* **INPUT FOR THIS TASK**
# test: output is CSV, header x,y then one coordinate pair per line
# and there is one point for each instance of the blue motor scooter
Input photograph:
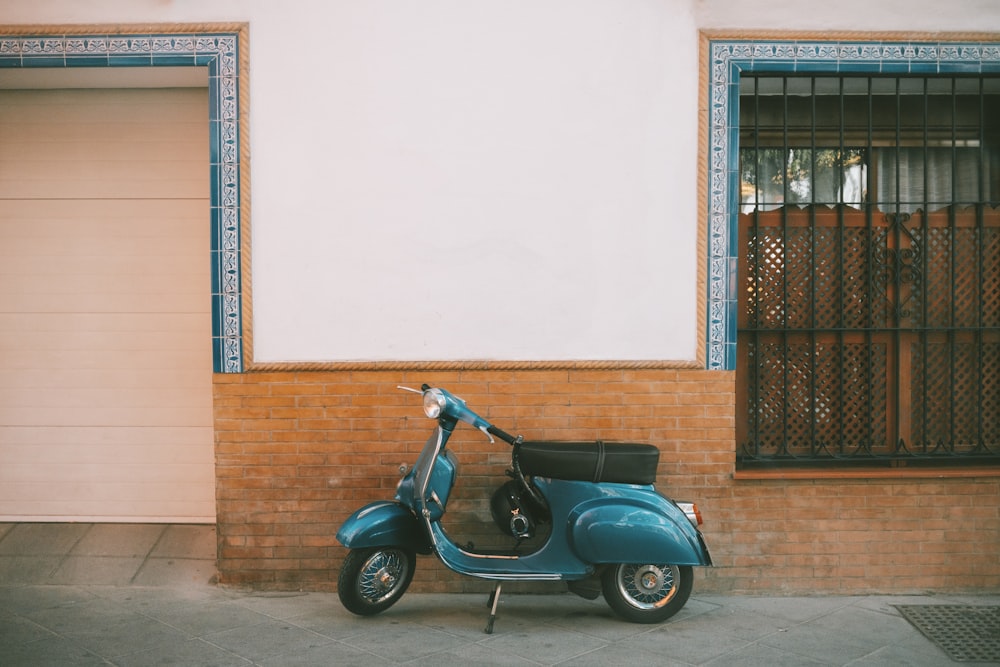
x,y
610,531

* **YOUR TASK**
Everything in the entries above should be printed again exactly, apart from the pictures.

* **SOLUTION TO THE EXERCISE**
# test: output is CSV, header x,y then one coordinate pair per line
# and there is one point for each instance of the blue motor scooter
Input photograph:
x,y
610,531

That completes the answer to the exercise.